## EXCERPT PROVIDED
** Start **

Now I’m gonna be brutally honest and say they don’t have good Asian food where my partner lives—there are a couple of nice mom-and-pop restaurants but everything else is mediocre.

My partner’s best friend—Imma call him Tom for privacy reasons—loves fried rice.

But he only eats bland fried rice from the Chinese-American fast food restaurant inside the mall. I ate it myself and it was OK but was really lacking in flavor. We were hanging out in a group and I said that I could cook better fried rice, and he said bet, so I said I’ll cook it next time I’m in town.

Last month, I visited my partner in his state again, and keeping my word, I decided to cook some fried rice for everyone, but also specifically with Tom in mind because I know he loves it. (by the way, my cooking isn’t even that great, the bar for Asian food is just on the ground where they live)

I drop it off at Tom’s workplace (with my partner, who’s driving me around). Tom tells us later that he loves the fried rice and asks me to make some more for him. Sounds good, I make another batch a few days later.

Near the end of my trip, I’m hanging out with my partner, Tom, Tom’s partner, and a bunch of other friends. At some point in the night, Tom’s partner—I’ll call her Lisa—confronts me about how she doesn’t appreciate that I was cooking for her partner and dropping it off at his workplace.

** End **

## AVAILABLE DATA

** Start **

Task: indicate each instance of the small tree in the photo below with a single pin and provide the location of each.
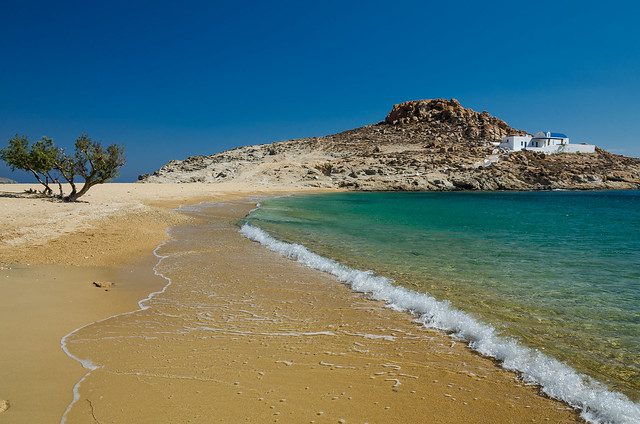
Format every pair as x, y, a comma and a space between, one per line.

** End **

## REQUIREMENT 1
In the fried rice story, where does Tom usually get the fried rice he eats?
## REQUIREMENT 2
Carry the fried rice story forward from its last sentence.

## TASK ANSWER 1
From the Chinese-American fast food restaurant inside the mall.

## TASK ANSWER 2
I’ve met Lisa before, she was always really nice and chill and I felt like I hit it off with her, so I was seriously taken aback by this. I told her that I remember Tom really liked fried rice so I wanted to make some, and that we dropped it off at his workplace because we were already running errands around the area.

She tells me it’s ‘sweet’ but that I shouldn’t be meddling with another girl’s partner.

I said ‘Wait what?’ and then explained that I wasn’t trying to meddle or do literally anything at all besides share fried rice. I didn’t even give the food exclusively to Tom, I shared it with like 6 different people, including Lisa.

She rolled her eyes and then ignored me the rest of the day which was really awkward. I’m pretty sure she thought I had a thing for Tom but that’s not true at all, I don’t even know him that well and I didn’t think my cooking food would mean something like that.

I don’t know, AITJ here?? Am I missing a few cues?”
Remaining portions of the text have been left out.